■ **Task prompt**:
Pull out each line of the listing below that contains the string "wheel", matching case exactly.
+++ Materials provided +++
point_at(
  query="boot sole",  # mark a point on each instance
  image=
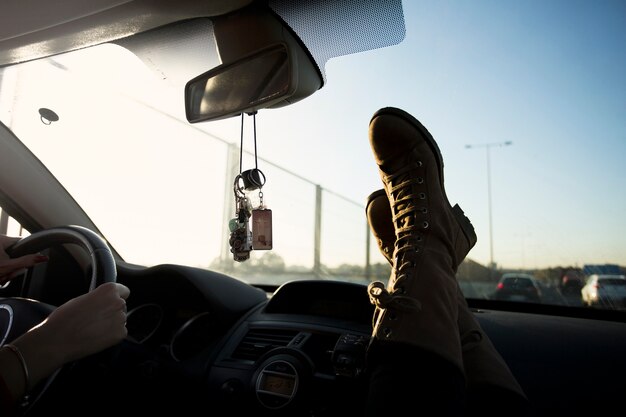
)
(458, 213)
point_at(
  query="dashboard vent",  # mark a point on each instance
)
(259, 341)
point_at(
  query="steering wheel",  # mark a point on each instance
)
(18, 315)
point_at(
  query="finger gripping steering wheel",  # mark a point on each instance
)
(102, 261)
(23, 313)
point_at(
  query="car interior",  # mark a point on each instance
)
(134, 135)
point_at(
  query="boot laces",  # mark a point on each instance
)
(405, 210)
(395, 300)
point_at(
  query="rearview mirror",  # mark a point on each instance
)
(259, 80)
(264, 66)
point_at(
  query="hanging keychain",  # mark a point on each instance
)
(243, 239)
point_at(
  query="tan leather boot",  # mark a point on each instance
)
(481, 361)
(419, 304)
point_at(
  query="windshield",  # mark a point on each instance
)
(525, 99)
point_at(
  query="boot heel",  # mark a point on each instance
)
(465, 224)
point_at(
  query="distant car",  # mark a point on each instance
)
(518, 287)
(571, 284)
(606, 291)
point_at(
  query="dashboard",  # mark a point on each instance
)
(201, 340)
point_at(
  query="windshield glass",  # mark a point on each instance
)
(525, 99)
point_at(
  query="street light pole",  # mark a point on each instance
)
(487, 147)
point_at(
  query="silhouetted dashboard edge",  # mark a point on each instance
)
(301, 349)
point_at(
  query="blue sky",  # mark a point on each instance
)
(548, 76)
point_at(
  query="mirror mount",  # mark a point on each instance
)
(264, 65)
+++
+++ Materials provided +++
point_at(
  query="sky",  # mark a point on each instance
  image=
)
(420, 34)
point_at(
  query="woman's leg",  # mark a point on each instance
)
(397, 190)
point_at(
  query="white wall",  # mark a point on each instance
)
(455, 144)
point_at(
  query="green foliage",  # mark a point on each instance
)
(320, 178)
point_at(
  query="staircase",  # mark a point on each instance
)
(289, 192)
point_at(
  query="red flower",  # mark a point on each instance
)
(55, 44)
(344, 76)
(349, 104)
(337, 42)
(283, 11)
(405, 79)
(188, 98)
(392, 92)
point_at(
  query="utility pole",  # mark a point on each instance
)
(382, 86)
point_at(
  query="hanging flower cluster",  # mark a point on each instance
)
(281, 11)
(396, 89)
+++
■ **Worked answer**:
  query="steering wheel",  # mark a point on each instance
  query="finger gripping steering wheel",  # mark a point on each instance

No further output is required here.